___ Excerpted text ___

The resulting update builds on the Levelling-up and Regeneration Act 2023 and delivers on the intent set out by the Secretary of State last year, and it does so in a way that will promote building the right homes in the right places with the right infrastructure, which will ensure that the environment is protected and give local people a greater say on where and where not to place new, beautiful development.
I will now summarise the key changes being made to the framework today, and hon. Members should refer to the consultation response and the framework itself for the published policies. First, the standard method for assessing local housing need figures has sometimes been difficult to apply in some areas, and has been blind to the exceptional characteristics of local communities. The new NPPF makes it clear that the outcome of the standard method is an advisory starting point in plan making for establishing an area’s housing requirement.
The revised NPPF also now provides more clarity on what may constitute exceptional circumstances for using an alternative method to assess housing need. The framework is also clear that the urban uplift should be accommodated in the urban areas in which it is applied, and should not be exported unless there is a voluntary cross-boundary agreement in place. New homes are most desperately needed in urban areas, so it is essential that city councils plan properly for local people.
Secondly, given the importance of the green belt to so many, the new NPPF is clear that there is generally no requirement on local authorities to review or alter green belt boundaries. Unlike Labour’s plan to concrete over the countryside, we will not impose top-down release of green-belt land against the wishes of local communities. Where a relevant local planning authority chooses to conduct a review, existing national policy will continue to expect that green-belt boundaries are altered only where exceptional circumstances are fully evidenced and justified, and this should only be through the preparation or updating of plans. The Government are making no changes to the rules that govern what can and cannot be built on green-belt land, but we are clarifying in guidance where brownfield development can occur on the green belt, provided that the openness of the green belt is not harmed.
Thirdly, the Government are clear that the character of an existing area should be respected, particularly in the historic suburbs of our great towns and cities. The new NPPF therefore recognises that there may be situations in plan making where significant uplifts in urban residential densities would be inappropriate, as they would be wholly out of character with that existing area. In these cases, authorities need not plan for such development. That will apply where there is a design code that is adopted, or will be adopted, as part of the local plan. I know the shadow Minister will sympathise with this change, given that he recently opposed 1,500 new homes in his constituency due to the impact on Greenwich’s local character.
Fourthly, where an up-to-date plan is in place—a plan less than five years old—and contained a deliverable five-year supply of land when examined by the inspector, authorities will no longer be required to update that supply annually. This change provides those authorities with additional protection from the presumption in favour of sustainable development. We are also fully removing what are known as the 5% and 10% buffers, which could be applied to an authority’s housing land supply. A transitional arrangement will ensure that decision making on live applications is not affected, thus avoiding disruption to applications in the system. For authorities that have not yet passed examination but are either at examination, regulation 18 or regulation 19 stage, and have both a policy map and proposed allocations, there will be a two-year grace period in which they need to demonstrate only a four-year housing land supply for decision making. That is a strong incentive for councils to now do the right thing and agree a local plan.
Fifthly, local communities that have worked hard to put neighbourhood plans in place should not be penalised for the failure of their council to ensure an up-to-date local plan. The new NPPF therefore extends protection for neighbourhood plans from speculative development from two to five years, where those plans allocate at least one housing site. The updated framework also gives greater support to self-build, custom-build and community-led housing, and to encouraging the delivery of older people’s housing, including retirement housing, housing with care and care homes.

___ Data records ___

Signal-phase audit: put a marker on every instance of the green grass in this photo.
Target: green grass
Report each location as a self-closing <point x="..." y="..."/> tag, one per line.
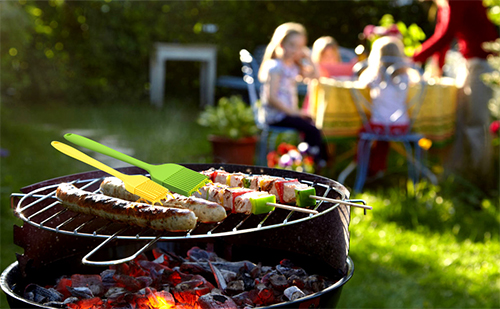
<point x="433" y="247"/>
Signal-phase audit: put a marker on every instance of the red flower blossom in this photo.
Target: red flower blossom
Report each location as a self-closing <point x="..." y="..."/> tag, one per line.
<point x="272" y="159"/>
<point x="495" y="127"/>
<point x="284" y="148"/>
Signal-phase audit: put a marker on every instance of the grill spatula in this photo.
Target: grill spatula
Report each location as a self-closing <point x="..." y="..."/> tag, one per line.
<point x="174" y="177"/>
<point x="137" y="184"/>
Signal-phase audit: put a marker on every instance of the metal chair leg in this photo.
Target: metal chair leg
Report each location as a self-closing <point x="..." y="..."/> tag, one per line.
<point x="262" y="150"/>
<point x="363" y="162"/>
<point x="412" y="168"/>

___

Edit the passage of the planning statement from "Secondly, given the" to "is not harmed.", putting "council" wherever "local planning authority" occurs.

**Answer to this problem:**
Secondly, given the importance of the green belt to so many, the new NPPF is clear that there is generally no requirement on local authorities to review or alter green belt boundaries. Unlike Labour’s plan to concrete over the countryside, we will not impose top-down release of green-belt land against the wishes of local communities. Where a relevant council chooses to conduct a review, existing national policy will continue to expect that green-belt boundaries are altered only where exceptional circumstances are fully evidenced and justified, and this should only be through the preparation or updating of plans. The Government are making no changes to the rules that govern what can and cannot be built on green-belt land, but we are clarifying in guidance where brownfield development can occur on the green belt, provided that the openness of the green belt is not harmed.